- **Passage to read**

+ + + +

# Stupid Question - Auto mag valve



## Wood Pirate (Sep 21, 2008)

Here comes a stupid question.

What is an automag valve?  

Also, if it is what I think it is then what is the difference between an automag valve and just using a regular zone valve and manually leaving it open.


----------



## BrownianHeatingTech (Sep 21, 2008)

Paul_C said:
			
		

> Here comes a stupid question.
> 
> What is an automag valve?
> 
> Also, if it is what I think it is then what is the difference between an automag valve and just using a regular zone valve and manually leaving it open.



Automag is a particular brand of power-closed zone valves.

You don't have to use Automag.  Any valve which is low flow resistance, and is power-close (most valves are power-open, instead) will work.

The idea is that as long as you have power, and are not in an overheat condition, the electricity holds the valve closed.  If the overheat aquastat breaks power, or in a power failure, the valve pops open.

Joe


----------



## Wood Pirate (Sep 21, 2008)

+ + + +

- **Raw data**
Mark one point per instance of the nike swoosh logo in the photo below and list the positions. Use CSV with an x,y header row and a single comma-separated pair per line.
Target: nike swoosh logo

+ + + +

- **Goal**
Continue the forum thread about the Automag valve from the point where it stops.

- **Output**
So this shouldnt be used on one of my normal zones but would be good for a dump zone only?

The reason I say this is because if it has power and is not overheating it is closed so it you would never move water through it unless it overheats or loses power?


----------



## MrEd (Sep 21, 2008)

Paul_C said:
			
		

> So this shouldnt be used on one of my normal zones but would be good for a dump zone only?
> 
> The reason I say this is because if it has power and is not overheating it is closed so it you would never move water through it unless it overheats or loses power?



Right, my understanding that is that they are for dump zones....maybe there is some other clever use for them, but under a normal setup its just for a gravity fed dump zone.


----------



## BrownianHeatingTech (Sep 21, 2008)

Well, they are "intended" to be used for all zones.  An automag system uses reverse-acting thermostats to match the reverse-acting zone valves.  That means that, in the case of a failure, the zone fails open and the room overheats, instead of getting cold.

However, few contractors install new systems that way, anymore.

In a wood boiler system, it's generally only used on the overheat loop.

Joe


----------



## paul2e (Sep 22, 2008)

So if I have a normal closed zone that I am planning to turn into a heat dump zone. It sounds like the easy way would be to use the automag zone valve in combo with the automag themostat. Power out = zone open /power on = control via thermostat. Is there any way to do this with the Taco zone valves already in place?


----------



## BrownianHeatingTech (Sep 22, 2008)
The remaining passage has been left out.